Hace pocos años, unos arqueólogos descubrieron la piscina de Betesda, de la que había noticias, pero no evidencias. Una vez más, la ciencia nos permite corroborar que los evangelios no son mero relato teológico: contienen muchos detalles históricos y geográficos que nos sitúan en unos hechos que realmente sucedieron.
Uno de ellos es esta bella escena de la curación de un paralítico: no se debió el milagro a meterse en la piscina, sino porque la fuente de agua viva, que es Cristo mismo, se acercó a ese pobre enfermo.
El agua es símbolo de vida, opuesta al desierto de la muerte. En el relato de la creación, en el Génesis, este líquido elemento es fundamental, al igual que la luz. Son símbolos que, llevados al plano sobrenatural, nos sirven para describir la naturaleza divina a través de imágenes muy plásticas. Cristo mismo utiliza ese lenguaje simbólico para describirse a sí mismo: es agua, luz, vida, camino, pastor, vid… Sobre todo, este recurso al simbolismo lo encontramos en el evangelio de San Juan.
El profeta Ezequiel trae a colación también el simbolismo del agua cuando describe de modo profético el templo de la nueva Jerusalén, es decir, el nuevo Reino de Dios. El agua es vida: «Todo ser viviente que se agita, allí donde desemboque la corriente, tendrá vida».

### Datos proporcionados
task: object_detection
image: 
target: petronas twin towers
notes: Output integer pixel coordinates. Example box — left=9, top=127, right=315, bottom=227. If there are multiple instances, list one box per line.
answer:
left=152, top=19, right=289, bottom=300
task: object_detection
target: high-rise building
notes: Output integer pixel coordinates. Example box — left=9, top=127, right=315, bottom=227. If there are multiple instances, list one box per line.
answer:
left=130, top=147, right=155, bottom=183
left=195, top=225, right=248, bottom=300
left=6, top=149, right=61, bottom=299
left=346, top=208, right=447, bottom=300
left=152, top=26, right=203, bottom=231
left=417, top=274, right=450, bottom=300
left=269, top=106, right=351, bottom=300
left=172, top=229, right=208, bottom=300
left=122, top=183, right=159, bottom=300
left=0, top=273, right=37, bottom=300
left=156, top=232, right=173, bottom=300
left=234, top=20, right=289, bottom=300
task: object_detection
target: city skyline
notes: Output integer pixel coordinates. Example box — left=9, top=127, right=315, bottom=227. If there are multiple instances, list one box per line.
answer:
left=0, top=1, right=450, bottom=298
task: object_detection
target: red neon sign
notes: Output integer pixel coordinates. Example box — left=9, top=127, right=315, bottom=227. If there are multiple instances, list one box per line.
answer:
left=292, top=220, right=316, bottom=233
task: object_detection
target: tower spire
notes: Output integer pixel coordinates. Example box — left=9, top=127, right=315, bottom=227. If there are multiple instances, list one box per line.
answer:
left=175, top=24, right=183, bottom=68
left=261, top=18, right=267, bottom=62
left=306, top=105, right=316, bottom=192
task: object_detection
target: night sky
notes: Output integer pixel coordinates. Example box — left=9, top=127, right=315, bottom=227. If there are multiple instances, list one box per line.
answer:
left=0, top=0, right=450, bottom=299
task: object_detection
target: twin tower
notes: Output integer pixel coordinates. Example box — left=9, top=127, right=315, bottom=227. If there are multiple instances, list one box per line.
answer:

### Ejercicios propuestos
1. Reproduce el pasaje del texto sobre la piscina de Betesda que va desde "Uno de ellos" hasta "ese pobre enfermo.", ambos incluidos.
2. Enumera las imágenes que, según el texto sobre la piscina de Betesda, usa Cristo para describirse a sí mismo.
Los ítems no se usan para nada en esta parte.

### Respuestas por ejercicio
1.
Uno de ellos es esta bella escena de la curación de un paralítico: no se debió el milagro a meterse en la piscina, sino porque la fuente de agua viva, que es Cristo mismo, se acercó a ese pobre enfermo.

2. Agua, luz, vida, camino, pastor, vid.